美国宾夕法尼亚大学Evan W. Weber和斯坦福大学医学院Crystal L. Mackall研究组合作取得一项新突破。他们发现FOXO1是嵌合抗原受体（CAR）T细胞记忆编程的主调节因子。相关论文发表在2024年4月10日出版的《自然》杂志上。

研究人员发现转录因子FOXO1促进人CAR T细胞的记忆和抑制细胞耗竭。药物抑制或基因编辑内源性FOXO1会减少记忆相关基因的表达，促进衰竭样表型的形成，并损害CAR T细胞的抗肿瘤活性。过表达FOXO1会诱导与T细胞记忆一致的基因表达程序，并增加FOXO1结合基序的染色质可及性。过表达FOXO1的CAR T细胞在慢性刺激条件下仍能保持其功能、记忆潜能和新陈代谢能力，并在体内表现出更强的持久性和肿瘤控制能力。

相比之下，TCF1（由TCF7编码）的过表达并没有增加典型记忆程序或增强CAR T细胞的效力。值得注意的是，FOXO1的活性与CAR T细胞或肿瘤浸润淋巴细胞治疗患者的临床疗效相关，这突显了FOXO1在癌症免疫治疗中的临床意义。该研究结果表明，过表达FOXO1可以提高人CAR T细胞的抗肿瘤活性，并暗示记忆重编程是优化治疗性T细胞状态的一种广泛适用方法。

据悉，CAR T细胞疗法的一个主要局限是这些细胞不能持续在体内存活。CAR T细胞中记忆相关基因的表达与其在患者体内的长期存活和临床疗效有关，这表明记忆程序可能是CAR T细胞持久功能的基础。

附：英文原文

Title: FOXO1 is a master regulator of memory programming in CAR T cells

Author: Doan, Alexander E., Mueller, Katherine P., Chen, Andy Y., Rouin, Geoffrey T., Chen, Yingshi, Daniel, Bence, Lattin, John, Markovska, Martina, Mozarsky, Brett, Arias-Umana, Jose, Hapke, Robert, Jung, In-Young, Wang, Alice, Xu, Peng, Klysz, Dorota, Zuern, Gabrielle, Bashti, Malek, Quinn, Patrick J., Miao, Zhuang, Sandor, Katalin, Zhang, Wenxi, Chen, Gregory M., Ryu, Faith, Logun, Meghan, Hall, Junior, Tan, Kai, Grupp, Stephan A., McClory, Susan E., Lareau, Caleb A., Fraietta, Joseph A., Sotillo, Elena, Satpathy, Ansuman T., Mackall, Crystal L., Weber, Evan W.

• **展示数据**:
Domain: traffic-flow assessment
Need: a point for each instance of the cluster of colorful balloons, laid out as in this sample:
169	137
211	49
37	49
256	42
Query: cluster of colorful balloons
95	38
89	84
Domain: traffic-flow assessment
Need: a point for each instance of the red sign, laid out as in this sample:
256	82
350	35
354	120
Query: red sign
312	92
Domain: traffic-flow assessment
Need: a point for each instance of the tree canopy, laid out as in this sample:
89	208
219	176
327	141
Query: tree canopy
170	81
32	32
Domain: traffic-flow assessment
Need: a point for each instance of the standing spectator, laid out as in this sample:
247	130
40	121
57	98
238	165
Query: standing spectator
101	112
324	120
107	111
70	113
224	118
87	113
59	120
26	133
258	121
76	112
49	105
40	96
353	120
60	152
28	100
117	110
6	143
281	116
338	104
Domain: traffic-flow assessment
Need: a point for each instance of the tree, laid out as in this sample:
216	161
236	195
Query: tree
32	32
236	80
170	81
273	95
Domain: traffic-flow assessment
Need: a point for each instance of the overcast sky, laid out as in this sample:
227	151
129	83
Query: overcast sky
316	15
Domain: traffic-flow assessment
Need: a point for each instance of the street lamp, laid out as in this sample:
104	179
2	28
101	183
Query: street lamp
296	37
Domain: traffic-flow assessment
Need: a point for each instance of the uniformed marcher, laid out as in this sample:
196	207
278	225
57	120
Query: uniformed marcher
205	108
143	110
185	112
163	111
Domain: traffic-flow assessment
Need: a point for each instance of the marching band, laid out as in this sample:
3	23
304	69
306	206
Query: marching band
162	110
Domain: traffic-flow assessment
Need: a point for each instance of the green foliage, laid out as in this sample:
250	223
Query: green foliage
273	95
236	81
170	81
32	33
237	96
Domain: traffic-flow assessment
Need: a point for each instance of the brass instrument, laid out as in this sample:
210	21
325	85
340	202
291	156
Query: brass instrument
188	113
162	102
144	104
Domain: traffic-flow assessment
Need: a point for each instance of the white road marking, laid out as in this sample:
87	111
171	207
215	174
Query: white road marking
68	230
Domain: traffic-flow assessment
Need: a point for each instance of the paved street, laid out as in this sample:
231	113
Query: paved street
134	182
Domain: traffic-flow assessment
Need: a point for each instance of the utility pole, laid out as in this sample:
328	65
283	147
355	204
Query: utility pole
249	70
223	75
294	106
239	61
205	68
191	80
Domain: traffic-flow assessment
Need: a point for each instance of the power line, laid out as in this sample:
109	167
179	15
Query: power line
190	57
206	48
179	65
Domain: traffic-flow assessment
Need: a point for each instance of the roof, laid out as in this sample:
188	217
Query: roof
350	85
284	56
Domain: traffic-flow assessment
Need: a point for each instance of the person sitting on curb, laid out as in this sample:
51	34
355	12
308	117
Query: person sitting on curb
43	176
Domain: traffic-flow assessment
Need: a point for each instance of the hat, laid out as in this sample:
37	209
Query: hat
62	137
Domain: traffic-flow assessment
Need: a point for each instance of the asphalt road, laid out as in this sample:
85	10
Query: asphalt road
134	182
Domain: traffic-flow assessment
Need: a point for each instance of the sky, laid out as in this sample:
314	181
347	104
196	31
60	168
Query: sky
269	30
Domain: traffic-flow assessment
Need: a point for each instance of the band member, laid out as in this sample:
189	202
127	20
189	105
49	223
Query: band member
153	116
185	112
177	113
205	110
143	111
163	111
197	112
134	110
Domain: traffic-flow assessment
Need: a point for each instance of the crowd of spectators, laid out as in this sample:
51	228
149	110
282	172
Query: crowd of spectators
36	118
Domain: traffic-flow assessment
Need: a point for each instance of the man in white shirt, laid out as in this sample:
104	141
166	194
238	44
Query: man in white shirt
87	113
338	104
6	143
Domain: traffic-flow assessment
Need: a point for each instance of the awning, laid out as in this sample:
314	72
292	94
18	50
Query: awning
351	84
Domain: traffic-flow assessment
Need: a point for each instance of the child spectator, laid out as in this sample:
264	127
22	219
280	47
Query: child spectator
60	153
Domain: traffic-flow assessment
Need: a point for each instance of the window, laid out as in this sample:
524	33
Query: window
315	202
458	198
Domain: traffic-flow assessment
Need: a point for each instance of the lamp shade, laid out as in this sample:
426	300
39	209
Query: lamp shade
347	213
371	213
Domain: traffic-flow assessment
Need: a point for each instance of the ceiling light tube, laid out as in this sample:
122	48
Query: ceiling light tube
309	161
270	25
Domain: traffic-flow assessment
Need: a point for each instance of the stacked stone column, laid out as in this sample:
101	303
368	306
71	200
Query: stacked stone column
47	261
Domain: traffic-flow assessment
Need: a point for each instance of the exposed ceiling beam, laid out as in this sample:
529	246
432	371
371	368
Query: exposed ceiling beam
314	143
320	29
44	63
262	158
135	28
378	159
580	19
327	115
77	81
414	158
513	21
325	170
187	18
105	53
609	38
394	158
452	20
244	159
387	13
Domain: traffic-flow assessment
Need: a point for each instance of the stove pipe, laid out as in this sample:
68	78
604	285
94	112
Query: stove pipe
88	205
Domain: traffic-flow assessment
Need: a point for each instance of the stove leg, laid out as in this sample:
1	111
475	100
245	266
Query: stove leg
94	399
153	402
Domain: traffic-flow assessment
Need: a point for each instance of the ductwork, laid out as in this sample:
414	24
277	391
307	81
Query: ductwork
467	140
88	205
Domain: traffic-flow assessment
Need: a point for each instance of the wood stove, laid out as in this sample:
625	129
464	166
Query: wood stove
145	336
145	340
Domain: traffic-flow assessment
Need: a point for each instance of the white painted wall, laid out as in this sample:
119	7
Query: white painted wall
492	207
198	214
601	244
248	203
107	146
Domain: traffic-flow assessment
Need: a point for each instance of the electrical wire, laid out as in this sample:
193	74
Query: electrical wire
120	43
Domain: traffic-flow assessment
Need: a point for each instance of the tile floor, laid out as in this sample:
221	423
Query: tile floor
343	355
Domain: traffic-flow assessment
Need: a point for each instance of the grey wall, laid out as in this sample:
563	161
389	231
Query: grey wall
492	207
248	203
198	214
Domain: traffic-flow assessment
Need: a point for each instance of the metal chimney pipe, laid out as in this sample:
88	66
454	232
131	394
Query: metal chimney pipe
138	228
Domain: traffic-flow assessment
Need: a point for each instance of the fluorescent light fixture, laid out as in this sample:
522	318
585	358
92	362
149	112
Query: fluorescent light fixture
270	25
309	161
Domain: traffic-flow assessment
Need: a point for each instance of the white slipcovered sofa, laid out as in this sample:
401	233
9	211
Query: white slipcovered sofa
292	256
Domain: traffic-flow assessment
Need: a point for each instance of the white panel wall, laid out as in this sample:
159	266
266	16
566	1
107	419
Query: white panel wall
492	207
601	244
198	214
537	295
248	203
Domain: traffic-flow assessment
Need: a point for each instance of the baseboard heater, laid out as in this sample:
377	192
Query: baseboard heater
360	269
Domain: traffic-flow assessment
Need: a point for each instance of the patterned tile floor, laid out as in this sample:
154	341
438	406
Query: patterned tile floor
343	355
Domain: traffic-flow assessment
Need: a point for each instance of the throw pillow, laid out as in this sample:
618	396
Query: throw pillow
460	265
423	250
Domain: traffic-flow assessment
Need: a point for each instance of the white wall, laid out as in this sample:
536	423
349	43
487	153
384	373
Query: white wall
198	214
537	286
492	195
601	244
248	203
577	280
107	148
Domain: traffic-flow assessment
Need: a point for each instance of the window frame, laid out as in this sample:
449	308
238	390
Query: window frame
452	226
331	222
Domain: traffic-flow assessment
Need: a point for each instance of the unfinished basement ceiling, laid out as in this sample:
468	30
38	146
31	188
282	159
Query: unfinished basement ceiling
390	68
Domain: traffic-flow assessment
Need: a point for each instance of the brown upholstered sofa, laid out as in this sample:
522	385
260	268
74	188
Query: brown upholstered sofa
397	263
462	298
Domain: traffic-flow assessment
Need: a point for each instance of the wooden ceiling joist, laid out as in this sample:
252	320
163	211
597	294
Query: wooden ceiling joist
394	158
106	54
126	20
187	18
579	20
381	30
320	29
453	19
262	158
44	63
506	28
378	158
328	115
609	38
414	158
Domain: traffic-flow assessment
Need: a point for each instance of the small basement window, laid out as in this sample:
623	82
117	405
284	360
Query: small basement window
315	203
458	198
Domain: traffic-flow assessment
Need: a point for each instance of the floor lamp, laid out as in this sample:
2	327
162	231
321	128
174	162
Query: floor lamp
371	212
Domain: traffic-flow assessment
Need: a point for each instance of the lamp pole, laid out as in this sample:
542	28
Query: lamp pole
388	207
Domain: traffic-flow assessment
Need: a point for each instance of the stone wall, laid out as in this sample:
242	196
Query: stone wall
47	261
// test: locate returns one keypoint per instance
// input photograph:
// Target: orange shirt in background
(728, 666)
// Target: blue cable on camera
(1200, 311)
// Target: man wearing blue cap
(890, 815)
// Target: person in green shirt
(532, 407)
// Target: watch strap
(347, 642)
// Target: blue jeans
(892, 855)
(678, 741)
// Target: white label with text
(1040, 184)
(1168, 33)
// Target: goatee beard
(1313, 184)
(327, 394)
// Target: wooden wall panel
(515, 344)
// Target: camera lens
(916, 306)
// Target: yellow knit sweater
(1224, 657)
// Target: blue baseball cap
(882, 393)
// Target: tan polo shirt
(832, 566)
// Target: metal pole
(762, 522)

• **练习要求**:
1 – 判断下面三句话是否符合节选原文，每句回答“是”或“否”，并原样引出原文中起决定作用的词句：(a) 过表达TCF1能增强CAR T细胞的效力；(b) 相关论文发表在2024年4月10日出版的《自然》杂志上；(c) 过表达FOXO1的CAR T细胞在慢性刺激下会失去功能。
2 – 把节选原文中从“Author: Doan, Alexander”到“Weber, Evan W.”的这一段一字不差地抄写出来。
上面这些材料是单独的，跟节选原文没有关系。

• **参考答案**:
1 –
(a) 否。“TCF1（由TCF7编码）的过表达并没有增加典型记忆程序或增强CAR T细胞的效力”
(b) 是。“相关论文发表在2024年4月10日出版的《自然》杂志上”
(c) 否。“过表达FOXO1的CAR T细胞在慢性刺激条件下仍能保持其功能、记忆潜能和新陈代谢能力”

2 –
Author: Doan, Alexander E., Mueller, Katherine P., Chen, Andy Y., Rouin, Geoffrey T., Chen, Yingshi, Daniel, Bence, Lattin, John, Markovska, Martina, Mozarsky, Brett, Arias-Umana, Jose, Hapke, Robert, Jung, In-Young, Wang, Alice, Xu, Peng, Klysz, Dorota, Zuern, Gabrielle, Bashti, Malek, Quinn, Patrick J., Miao, Zhuang, Sandor, Katalin, Zhang, Wenxi, Chen, Gregory M., Ryu, Faith, Logun, Meghan, Hall, Junior, Tan, Kai, Grupp, Stephan A., McClory, Susan E., Lareau, Caleb A., Fraietta, Joseph A., Sotillo, Elena, Satpathy, Ansuman T., Mackall, Crystal L., Weber, Evan W.